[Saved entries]
%%

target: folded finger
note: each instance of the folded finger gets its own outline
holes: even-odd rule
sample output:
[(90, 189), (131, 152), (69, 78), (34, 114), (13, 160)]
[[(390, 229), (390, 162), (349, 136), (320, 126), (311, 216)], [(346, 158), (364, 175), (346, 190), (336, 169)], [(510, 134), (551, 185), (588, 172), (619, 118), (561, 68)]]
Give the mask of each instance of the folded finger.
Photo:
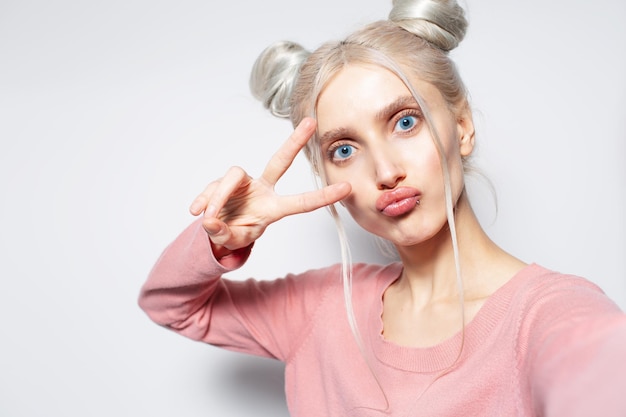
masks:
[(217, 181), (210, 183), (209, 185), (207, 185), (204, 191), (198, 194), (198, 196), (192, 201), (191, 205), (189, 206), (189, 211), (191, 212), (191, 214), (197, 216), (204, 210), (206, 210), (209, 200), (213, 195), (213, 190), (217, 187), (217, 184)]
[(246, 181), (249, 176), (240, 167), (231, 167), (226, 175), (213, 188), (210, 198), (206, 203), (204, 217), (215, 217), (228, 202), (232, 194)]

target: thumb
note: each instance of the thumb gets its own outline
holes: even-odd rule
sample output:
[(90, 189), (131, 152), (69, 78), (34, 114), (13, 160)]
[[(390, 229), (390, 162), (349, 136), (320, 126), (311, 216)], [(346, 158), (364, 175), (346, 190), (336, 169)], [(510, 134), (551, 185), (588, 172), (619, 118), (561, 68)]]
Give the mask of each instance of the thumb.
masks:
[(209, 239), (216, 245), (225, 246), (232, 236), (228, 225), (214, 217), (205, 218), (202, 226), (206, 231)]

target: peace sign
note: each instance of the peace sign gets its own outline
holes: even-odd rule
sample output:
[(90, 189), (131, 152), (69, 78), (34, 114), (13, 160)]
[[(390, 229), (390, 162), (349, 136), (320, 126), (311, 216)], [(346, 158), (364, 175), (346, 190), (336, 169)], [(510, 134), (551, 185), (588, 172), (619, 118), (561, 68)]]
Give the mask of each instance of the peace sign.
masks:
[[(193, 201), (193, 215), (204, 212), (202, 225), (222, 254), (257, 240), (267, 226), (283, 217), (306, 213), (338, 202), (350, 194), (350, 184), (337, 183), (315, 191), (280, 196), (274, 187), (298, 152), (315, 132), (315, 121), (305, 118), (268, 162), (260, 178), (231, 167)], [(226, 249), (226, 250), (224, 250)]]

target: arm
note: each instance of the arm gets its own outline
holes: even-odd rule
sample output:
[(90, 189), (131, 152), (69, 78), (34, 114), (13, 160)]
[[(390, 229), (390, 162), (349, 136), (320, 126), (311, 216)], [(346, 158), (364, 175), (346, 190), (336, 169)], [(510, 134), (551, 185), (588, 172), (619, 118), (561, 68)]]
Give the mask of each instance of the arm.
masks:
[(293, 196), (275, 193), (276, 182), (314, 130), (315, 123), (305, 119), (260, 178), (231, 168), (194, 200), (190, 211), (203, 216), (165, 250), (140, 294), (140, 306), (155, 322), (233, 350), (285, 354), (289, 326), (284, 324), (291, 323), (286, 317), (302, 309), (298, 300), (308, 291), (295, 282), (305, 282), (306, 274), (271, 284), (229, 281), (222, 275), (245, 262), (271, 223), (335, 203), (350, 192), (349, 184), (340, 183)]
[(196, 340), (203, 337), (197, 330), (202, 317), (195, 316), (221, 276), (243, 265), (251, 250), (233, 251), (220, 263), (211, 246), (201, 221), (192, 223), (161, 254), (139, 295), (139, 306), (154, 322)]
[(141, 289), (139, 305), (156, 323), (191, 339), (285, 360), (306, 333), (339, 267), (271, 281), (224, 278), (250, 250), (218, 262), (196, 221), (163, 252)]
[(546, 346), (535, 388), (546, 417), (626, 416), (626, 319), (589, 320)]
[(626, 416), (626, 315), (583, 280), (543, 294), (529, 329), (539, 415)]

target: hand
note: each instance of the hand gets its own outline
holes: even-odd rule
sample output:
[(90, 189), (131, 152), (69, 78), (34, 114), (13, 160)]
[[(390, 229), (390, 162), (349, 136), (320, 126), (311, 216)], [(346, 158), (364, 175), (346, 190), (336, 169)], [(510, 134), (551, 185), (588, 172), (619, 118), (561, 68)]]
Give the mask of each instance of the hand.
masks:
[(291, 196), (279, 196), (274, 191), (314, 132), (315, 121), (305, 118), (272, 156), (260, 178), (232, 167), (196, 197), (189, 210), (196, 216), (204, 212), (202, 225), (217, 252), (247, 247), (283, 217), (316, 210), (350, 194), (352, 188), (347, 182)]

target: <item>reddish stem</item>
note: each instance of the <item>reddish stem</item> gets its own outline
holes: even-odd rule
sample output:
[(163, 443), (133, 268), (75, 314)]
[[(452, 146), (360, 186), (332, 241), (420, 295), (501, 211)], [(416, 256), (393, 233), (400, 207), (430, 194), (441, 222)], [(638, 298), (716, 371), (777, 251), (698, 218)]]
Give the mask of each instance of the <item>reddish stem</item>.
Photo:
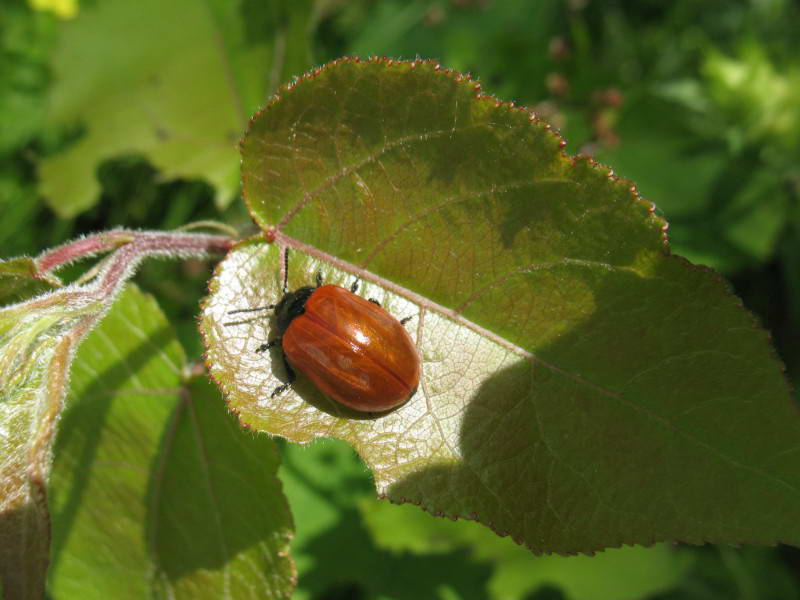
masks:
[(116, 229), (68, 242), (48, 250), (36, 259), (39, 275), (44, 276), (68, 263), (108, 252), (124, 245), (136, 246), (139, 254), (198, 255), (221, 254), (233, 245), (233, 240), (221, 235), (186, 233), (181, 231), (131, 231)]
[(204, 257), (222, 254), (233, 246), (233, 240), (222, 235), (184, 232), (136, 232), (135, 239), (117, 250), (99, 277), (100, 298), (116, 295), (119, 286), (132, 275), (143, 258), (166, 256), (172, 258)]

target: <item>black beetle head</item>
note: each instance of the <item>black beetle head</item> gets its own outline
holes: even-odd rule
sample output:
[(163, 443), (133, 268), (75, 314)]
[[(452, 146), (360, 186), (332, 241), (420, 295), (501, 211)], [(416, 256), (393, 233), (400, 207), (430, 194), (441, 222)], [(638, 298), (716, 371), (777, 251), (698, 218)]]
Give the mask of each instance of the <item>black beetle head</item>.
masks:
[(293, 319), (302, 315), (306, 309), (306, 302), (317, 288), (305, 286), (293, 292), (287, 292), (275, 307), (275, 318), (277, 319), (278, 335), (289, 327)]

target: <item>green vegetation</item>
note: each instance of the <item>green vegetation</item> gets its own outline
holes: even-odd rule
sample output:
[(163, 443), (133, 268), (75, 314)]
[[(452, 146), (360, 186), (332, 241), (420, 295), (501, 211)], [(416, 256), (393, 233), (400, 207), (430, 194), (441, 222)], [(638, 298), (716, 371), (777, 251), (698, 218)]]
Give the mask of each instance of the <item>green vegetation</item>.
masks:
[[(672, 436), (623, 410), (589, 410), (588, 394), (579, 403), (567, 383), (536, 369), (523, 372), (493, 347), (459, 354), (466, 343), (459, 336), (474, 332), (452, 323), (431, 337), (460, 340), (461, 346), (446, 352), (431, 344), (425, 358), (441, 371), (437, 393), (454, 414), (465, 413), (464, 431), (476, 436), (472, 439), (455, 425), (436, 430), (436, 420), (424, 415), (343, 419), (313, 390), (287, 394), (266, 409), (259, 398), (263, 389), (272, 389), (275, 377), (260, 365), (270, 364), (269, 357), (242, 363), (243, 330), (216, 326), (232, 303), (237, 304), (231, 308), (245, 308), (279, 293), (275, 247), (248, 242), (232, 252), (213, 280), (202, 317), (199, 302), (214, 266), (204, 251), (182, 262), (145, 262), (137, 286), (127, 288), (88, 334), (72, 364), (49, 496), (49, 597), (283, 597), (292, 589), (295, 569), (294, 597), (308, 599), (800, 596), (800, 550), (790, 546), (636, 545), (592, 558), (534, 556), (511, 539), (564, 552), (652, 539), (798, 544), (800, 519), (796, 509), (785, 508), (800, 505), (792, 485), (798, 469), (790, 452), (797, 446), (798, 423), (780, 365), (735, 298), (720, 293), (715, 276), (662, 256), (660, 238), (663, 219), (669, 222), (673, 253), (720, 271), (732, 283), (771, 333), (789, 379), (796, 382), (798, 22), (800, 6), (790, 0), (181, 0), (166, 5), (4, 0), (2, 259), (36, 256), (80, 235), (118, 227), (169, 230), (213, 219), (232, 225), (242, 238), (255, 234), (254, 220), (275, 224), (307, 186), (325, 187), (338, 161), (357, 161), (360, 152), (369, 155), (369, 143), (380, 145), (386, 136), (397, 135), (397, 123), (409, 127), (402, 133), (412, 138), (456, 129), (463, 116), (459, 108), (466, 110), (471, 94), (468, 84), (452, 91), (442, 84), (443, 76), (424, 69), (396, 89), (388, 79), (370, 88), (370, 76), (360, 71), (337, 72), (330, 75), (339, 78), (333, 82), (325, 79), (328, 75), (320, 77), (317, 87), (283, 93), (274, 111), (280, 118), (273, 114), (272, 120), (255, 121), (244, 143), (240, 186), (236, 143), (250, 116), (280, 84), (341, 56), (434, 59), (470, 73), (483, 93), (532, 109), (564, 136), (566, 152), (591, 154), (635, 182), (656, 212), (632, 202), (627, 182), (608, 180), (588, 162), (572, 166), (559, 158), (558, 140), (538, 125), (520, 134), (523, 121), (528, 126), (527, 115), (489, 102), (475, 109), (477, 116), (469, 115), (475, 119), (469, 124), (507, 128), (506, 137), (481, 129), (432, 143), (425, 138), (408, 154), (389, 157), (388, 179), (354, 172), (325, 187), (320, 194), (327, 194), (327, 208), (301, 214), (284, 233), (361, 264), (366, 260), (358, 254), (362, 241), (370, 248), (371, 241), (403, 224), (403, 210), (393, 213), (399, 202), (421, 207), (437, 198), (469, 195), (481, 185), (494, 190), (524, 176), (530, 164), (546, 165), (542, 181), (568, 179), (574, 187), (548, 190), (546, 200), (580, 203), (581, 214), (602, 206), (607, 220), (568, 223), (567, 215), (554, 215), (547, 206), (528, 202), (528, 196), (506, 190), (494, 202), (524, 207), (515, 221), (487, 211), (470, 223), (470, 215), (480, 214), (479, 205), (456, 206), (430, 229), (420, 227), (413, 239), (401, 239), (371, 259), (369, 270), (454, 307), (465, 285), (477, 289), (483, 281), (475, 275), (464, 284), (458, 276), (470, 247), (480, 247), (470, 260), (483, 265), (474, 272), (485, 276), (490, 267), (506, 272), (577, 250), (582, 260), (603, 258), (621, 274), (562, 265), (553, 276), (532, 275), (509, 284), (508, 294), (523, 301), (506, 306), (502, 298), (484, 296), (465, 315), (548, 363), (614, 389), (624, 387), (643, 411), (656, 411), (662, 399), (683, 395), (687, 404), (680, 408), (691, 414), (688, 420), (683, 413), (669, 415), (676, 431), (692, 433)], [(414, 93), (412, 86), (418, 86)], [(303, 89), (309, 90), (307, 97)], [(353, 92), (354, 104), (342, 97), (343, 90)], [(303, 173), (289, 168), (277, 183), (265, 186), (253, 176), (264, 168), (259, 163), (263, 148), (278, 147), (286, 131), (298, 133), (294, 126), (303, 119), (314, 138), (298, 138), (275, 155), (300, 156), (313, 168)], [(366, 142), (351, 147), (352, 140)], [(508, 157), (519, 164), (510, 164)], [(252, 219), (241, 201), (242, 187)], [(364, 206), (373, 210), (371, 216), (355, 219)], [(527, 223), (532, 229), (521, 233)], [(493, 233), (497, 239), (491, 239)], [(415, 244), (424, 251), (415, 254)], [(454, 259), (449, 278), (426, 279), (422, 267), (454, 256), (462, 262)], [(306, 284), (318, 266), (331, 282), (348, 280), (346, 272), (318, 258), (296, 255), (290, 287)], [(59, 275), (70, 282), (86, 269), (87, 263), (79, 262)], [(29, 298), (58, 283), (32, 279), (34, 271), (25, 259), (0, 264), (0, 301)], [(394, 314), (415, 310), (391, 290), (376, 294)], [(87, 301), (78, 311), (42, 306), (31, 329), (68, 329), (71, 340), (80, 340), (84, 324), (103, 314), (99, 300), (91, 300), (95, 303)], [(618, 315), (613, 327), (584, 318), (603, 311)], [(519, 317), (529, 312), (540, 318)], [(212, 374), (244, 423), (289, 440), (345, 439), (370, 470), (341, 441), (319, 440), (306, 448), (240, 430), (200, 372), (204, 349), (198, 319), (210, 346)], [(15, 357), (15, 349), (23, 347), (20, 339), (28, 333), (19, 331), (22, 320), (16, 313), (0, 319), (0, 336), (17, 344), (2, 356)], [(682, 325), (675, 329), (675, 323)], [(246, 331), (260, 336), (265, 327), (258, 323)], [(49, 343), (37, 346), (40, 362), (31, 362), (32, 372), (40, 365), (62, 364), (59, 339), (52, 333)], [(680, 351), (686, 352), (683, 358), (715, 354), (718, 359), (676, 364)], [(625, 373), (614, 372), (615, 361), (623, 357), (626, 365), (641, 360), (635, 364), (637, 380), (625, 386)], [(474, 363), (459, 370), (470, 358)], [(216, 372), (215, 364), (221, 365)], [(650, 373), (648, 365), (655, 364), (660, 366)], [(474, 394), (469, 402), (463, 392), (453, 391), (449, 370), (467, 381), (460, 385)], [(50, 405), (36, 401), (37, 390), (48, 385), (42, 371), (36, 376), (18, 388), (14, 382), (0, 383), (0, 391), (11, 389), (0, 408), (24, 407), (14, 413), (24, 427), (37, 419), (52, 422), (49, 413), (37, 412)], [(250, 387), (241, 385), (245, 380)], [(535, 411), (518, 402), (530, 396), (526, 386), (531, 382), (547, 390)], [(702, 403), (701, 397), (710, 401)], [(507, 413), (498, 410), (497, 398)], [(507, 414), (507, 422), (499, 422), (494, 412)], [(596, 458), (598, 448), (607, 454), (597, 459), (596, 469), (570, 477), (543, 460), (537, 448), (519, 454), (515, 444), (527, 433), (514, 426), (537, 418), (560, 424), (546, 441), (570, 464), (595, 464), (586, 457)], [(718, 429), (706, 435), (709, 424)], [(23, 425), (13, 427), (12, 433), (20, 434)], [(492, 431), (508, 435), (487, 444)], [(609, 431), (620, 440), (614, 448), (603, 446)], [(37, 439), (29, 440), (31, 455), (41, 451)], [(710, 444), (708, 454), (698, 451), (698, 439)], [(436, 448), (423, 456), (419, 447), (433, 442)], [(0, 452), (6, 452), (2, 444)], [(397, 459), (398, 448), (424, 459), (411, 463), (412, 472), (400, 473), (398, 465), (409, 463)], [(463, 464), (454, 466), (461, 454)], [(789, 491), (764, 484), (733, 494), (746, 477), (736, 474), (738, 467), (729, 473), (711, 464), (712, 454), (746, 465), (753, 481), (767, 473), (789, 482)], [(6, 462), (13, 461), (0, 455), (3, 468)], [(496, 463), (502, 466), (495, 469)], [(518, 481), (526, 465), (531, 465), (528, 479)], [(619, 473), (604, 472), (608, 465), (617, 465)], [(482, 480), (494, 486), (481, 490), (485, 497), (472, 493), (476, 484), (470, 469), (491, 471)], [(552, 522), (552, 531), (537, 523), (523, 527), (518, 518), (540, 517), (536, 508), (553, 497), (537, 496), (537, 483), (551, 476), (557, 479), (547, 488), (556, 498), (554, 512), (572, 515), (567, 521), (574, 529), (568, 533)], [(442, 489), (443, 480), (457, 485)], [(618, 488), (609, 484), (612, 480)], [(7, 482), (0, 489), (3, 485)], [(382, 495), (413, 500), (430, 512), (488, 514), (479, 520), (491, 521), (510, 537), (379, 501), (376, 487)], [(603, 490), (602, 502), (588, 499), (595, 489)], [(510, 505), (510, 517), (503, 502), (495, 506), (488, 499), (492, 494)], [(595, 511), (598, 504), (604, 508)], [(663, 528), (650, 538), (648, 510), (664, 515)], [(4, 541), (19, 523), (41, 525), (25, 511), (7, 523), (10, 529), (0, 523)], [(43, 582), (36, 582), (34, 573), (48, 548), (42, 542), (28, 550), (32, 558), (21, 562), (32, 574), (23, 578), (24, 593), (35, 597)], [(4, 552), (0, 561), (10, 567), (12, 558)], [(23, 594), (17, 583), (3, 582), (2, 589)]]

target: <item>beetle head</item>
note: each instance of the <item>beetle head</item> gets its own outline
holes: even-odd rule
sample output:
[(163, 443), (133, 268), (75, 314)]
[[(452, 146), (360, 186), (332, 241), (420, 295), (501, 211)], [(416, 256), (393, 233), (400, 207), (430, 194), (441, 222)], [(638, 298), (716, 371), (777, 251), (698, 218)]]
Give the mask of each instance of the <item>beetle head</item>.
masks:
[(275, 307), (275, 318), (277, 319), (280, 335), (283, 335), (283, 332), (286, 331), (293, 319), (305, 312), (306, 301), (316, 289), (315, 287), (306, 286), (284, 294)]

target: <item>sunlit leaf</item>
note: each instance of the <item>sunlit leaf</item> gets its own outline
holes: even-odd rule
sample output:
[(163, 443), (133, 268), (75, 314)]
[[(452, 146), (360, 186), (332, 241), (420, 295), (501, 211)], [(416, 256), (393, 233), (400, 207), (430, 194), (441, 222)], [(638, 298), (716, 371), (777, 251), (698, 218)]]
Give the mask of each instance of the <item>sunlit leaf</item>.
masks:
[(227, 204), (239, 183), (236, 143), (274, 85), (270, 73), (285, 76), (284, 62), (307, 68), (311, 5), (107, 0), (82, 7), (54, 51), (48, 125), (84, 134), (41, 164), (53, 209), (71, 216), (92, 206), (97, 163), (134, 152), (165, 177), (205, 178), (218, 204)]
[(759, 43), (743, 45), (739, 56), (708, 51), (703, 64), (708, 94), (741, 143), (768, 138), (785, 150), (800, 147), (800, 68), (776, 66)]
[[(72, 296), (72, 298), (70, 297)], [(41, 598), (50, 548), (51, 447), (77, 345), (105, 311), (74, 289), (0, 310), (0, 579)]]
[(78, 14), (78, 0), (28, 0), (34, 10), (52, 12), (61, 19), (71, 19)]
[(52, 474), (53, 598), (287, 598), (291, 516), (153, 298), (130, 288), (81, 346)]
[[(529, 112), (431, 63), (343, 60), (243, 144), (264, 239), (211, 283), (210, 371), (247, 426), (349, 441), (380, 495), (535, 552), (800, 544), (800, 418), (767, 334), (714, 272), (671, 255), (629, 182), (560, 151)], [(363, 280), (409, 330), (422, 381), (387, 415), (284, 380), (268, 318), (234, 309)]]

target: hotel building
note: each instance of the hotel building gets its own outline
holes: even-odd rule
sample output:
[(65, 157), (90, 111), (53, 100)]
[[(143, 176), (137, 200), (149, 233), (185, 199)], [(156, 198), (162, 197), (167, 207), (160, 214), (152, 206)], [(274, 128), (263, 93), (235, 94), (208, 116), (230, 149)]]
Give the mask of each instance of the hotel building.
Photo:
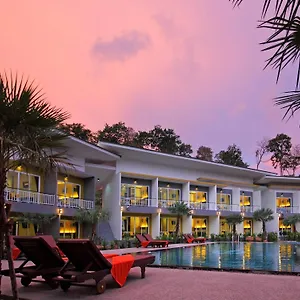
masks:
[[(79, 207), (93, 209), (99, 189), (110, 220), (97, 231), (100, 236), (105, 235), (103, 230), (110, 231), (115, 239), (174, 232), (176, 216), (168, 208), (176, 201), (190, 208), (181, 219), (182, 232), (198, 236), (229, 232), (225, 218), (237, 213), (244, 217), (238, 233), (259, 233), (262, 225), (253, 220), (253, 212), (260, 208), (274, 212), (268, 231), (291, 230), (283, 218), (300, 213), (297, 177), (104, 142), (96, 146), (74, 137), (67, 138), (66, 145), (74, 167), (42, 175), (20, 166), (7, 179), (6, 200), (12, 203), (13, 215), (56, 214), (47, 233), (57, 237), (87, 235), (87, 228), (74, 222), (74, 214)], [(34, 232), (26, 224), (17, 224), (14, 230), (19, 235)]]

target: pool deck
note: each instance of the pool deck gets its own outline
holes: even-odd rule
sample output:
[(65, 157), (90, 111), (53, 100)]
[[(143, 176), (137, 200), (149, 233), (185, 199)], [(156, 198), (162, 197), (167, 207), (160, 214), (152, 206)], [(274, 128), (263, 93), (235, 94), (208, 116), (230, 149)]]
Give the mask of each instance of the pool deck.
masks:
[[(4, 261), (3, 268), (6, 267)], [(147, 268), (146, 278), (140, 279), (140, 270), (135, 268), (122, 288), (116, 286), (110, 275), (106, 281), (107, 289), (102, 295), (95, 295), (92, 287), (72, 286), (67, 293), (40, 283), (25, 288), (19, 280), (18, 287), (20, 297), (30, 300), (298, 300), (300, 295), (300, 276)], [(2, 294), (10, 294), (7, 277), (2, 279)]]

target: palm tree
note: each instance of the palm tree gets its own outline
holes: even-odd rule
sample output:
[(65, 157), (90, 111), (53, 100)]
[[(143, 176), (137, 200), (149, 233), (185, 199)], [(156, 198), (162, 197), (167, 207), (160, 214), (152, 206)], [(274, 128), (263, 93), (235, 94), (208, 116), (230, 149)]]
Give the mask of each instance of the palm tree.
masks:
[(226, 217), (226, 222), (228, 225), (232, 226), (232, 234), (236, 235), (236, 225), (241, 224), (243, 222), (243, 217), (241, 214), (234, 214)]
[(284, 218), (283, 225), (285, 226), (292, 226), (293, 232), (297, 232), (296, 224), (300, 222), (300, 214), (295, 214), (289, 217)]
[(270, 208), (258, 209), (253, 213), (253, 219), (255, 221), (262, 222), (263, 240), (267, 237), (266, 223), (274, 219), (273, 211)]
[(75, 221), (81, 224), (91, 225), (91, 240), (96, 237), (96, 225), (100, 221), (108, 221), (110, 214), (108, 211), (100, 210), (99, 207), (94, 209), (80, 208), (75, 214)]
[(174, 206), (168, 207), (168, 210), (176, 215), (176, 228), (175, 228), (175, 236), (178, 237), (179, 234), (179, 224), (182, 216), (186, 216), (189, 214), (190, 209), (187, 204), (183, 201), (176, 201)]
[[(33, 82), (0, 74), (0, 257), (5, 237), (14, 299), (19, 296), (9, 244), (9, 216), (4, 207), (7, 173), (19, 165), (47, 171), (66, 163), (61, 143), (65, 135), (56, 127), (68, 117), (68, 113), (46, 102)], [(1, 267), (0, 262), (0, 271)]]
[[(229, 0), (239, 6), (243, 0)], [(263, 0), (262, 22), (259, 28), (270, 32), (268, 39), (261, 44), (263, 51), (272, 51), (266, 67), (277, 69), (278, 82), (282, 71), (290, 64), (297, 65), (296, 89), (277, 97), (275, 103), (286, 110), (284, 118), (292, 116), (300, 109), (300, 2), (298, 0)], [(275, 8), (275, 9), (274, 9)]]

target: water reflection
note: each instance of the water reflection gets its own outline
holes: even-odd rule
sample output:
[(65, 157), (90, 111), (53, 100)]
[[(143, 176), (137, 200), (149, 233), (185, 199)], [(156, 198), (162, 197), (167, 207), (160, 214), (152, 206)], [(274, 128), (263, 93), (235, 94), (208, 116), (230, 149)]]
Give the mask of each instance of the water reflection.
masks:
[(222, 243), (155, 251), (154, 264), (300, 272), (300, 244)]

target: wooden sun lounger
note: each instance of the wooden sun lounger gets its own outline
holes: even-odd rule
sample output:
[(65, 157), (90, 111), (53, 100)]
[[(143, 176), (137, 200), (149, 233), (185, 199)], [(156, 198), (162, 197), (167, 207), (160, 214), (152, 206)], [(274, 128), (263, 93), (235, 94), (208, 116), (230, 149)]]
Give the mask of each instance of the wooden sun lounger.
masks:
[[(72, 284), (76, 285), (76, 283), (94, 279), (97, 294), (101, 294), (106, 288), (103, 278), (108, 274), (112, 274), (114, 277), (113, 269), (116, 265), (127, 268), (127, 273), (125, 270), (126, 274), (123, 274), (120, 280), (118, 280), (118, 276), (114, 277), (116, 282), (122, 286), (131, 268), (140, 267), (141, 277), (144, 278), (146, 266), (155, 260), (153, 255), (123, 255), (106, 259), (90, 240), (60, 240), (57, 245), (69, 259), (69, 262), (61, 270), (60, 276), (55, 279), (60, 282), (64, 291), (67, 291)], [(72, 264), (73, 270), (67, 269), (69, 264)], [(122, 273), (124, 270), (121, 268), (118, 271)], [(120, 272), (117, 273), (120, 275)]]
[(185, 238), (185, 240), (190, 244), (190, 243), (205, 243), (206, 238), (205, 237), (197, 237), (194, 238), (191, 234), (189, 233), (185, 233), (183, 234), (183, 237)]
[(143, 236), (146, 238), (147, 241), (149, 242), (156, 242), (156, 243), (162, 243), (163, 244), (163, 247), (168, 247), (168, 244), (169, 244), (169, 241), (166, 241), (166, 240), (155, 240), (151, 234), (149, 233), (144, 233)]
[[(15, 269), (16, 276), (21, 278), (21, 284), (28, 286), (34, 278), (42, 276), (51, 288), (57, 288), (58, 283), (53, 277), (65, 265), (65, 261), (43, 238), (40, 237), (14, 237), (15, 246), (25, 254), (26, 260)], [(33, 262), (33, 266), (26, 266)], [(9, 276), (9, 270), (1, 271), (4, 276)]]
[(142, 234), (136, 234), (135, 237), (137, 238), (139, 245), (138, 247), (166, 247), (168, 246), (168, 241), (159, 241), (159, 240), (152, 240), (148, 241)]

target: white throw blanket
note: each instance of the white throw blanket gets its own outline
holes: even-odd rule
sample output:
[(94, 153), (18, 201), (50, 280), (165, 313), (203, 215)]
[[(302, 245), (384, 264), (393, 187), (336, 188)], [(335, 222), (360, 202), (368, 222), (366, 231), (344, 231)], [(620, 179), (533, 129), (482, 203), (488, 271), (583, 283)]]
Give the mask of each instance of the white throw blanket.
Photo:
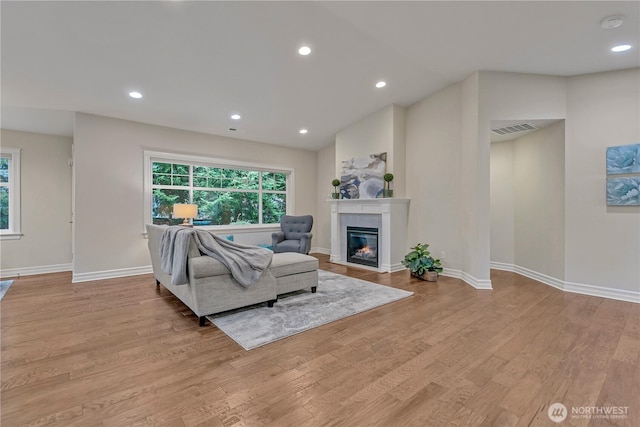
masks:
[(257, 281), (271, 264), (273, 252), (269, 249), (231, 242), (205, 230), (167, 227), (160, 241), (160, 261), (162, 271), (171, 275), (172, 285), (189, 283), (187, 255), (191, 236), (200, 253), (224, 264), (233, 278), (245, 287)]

%%

● WORK REQUIRED: Only lines containing "water" belong in the answer; copy every such line from the records.

● ANSWER FOR THIS EXERCISE:
target: water reflection
note: each instance of the water reflection gets its own outline
Give the mask of each instance of the water reflection.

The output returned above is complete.